▶ Try it: Looking at the data below, count the lines that contain the string "backdrop". Write only the total.

++++ Task data ++++

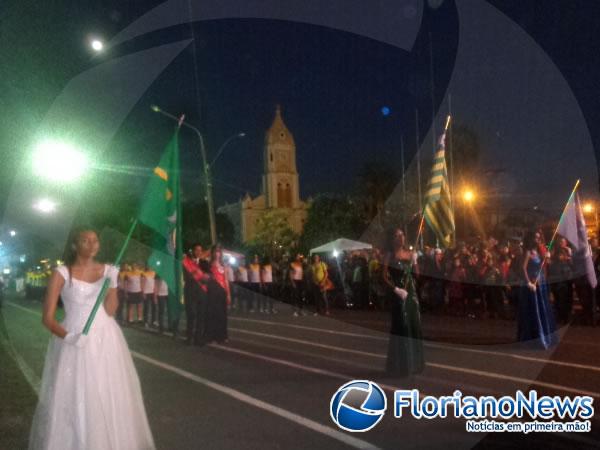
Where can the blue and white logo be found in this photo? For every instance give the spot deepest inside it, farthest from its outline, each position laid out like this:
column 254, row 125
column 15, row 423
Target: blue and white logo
column 358, row 406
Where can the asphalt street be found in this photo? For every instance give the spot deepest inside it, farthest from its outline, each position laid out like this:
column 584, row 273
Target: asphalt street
column 271, row 385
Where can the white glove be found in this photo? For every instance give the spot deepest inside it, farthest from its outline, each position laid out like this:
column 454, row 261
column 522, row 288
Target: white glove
column 77, row 339
column 402, row 293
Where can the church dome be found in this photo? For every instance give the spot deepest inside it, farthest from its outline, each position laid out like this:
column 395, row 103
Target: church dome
column 279, row 133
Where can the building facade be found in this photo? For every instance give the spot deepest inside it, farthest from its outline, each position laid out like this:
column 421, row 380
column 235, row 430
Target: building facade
column 280, row 186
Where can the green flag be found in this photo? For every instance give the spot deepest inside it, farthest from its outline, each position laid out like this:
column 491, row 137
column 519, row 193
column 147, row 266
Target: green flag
column 161, row 211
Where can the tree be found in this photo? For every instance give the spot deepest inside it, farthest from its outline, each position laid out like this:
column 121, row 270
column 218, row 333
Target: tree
column 376, row 182
column 273, row 235
column 466, row 151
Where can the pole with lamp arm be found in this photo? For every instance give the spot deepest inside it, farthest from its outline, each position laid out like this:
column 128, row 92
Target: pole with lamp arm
column 205, row 168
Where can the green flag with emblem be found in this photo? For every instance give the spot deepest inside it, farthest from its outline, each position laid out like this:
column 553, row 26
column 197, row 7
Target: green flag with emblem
column 161, row 211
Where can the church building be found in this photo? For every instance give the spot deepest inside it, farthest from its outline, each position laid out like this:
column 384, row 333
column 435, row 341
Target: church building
column 280, row 186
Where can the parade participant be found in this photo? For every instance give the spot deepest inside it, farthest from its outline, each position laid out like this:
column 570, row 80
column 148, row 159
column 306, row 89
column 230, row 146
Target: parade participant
column 456, row 288
column 296, row 274
column 266, row 278
column 161, row 296
column 562, row 280
column 492, row 288
column 535, row 318
column 230, row 274
column 194, row 294
column 133, row 286
column 148, row 294
column 219, row 297
column 90, row 396
column 405, row 351
column 319, row 283
column 241, row 277
column 254, row 283
column 122, row 293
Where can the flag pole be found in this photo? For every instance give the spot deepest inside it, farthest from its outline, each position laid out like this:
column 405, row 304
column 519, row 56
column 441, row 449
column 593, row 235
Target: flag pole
column 104, row 289
column 420, row 230
column 551, row 244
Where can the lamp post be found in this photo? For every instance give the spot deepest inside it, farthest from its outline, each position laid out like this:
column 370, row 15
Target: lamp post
column 468, row 198
column 205, row 168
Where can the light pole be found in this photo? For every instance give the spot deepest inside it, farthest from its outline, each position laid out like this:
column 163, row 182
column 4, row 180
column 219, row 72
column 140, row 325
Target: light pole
column 468, row 197
column 205, row 166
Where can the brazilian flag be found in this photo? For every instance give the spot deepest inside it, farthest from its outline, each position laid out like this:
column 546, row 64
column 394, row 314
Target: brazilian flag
column 438, row 212
column 161, row 211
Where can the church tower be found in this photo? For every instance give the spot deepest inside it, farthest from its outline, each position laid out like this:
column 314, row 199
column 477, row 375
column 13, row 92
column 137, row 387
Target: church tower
column 280, row 179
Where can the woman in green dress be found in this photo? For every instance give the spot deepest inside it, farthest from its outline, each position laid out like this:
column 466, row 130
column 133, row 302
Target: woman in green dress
column 405, row 351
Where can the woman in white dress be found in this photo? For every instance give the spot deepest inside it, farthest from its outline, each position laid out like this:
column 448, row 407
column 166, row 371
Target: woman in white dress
column 90, row 396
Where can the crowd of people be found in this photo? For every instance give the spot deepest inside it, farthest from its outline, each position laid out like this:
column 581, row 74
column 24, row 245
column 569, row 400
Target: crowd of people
column 479, row 280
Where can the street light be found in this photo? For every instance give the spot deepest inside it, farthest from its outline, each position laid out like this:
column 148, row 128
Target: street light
column 205, row 165
column 45, row 206
column 97, row 45
column 59, row 161
column 468, row 196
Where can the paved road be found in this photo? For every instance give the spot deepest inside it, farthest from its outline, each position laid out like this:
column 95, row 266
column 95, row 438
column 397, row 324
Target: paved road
column 271, row 385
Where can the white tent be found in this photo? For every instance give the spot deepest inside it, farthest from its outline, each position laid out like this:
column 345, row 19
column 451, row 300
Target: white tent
column 341, row 245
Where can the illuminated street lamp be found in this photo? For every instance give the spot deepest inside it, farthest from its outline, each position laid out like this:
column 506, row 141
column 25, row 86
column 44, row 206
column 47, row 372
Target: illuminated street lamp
column 468, row 196
column 205, row 164
column 45, row 206
column 589, row 208
column 97, row 45
column 59, row 161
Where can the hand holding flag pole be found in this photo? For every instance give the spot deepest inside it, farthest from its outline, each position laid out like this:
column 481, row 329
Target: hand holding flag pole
column 560, row 220
column 106, row 284
column 422, row 222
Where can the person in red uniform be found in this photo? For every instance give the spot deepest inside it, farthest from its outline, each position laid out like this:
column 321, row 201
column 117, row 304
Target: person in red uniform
column 219, row 297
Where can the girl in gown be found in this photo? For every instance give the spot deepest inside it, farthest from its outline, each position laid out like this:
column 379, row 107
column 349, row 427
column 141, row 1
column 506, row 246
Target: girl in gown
column 535, row 317
column 90, row 396
column 218, row 299
column 405, row 351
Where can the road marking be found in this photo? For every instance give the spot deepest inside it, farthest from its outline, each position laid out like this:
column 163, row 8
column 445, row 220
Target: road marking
column 435, row 345
column 240, row 396
column 516, row 379
column 434, row 365
column 32, row 379
column 285, row 362
column 381, row 356
column 244, row 398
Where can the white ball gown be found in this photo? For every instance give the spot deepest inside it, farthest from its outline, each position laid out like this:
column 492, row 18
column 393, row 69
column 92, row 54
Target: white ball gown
column 90, row 397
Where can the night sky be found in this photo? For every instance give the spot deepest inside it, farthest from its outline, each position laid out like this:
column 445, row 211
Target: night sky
column 348, row 99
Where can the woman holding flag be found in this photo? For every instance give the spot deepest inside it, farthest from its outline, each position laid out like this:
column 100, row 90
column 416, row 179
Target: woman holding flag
column 90, row 396
column 405, row 351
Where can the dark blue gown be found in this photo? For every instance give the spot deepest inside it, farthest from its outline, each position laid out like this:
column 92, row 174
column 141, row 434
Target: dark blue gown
column 536, row 320
column 405, row 351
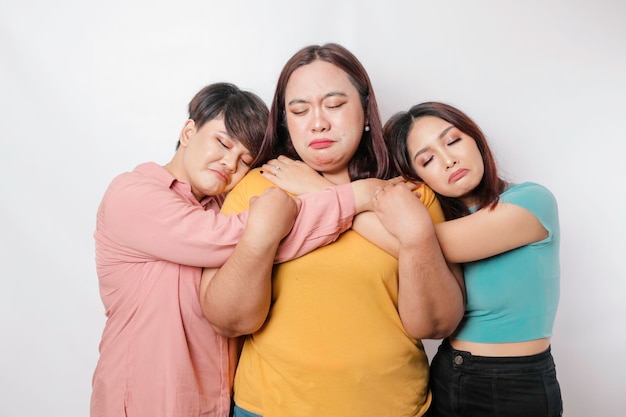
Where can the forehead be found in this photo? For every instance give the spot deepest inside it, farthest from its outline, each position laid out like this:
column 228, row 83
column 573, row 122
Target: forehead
column 317, row 79
column 428, row 128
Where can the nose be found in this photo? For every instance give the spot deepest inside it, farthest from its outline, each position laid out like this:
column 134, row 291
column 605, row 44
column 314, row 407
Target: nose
column 320, row 123
column 230, row 161
column 450, row 162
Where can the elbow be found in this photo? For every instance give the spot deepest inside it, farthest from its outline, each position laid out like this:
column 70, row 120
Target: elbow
column 232, row 330
column 235, row 326
column 433, row 327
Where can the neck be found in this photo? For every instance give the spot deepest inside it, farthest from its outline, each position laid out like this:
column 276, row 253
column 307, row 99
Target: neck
column 341, row 177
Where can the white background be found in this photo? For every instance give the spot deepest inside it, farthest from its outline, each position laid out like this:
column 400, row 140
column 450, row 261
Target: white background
column 90, row 89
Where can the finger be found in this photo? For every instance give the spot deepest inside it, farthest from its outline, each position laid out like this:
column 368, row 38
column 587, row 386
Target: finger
column 396, row 180
column 298, row 203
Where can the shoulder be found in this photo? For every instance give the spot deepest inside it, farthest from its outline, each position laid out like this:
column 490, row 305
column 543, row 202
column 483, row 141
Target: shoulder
column 527, row 191
column 238, row 199
column 535, row 198
column 429, row 199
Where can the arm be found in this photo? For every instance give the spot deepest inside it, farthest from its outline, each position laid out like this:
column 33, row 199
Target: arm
column 236, row 297
column 324, row 214
column 430, row 292
column 489, row 232
column 149, row 220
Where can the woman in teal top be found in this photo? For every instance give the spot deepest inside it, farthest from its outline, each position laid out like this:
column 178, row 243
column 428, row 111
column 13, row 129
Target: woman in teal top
column 498, row 362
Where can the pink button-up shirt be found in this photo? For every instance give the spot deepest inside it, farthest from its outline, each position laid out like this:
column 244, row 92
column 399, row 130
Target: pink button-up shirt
column 159, row 356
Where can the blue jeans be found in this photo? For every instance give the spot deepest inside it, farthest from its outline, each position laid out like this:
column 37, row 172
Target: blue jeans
column 240, row 412
column 466, row 385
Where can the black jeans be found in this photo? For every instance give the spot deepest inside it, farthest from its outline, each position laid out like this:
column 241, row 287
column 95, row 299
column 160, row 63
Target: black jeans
column 466, row 386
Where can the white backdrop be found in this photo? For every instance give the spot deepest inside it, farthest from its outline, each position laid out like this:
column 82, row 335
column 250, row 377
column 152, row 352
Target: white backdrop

++++

▶ Response area: 2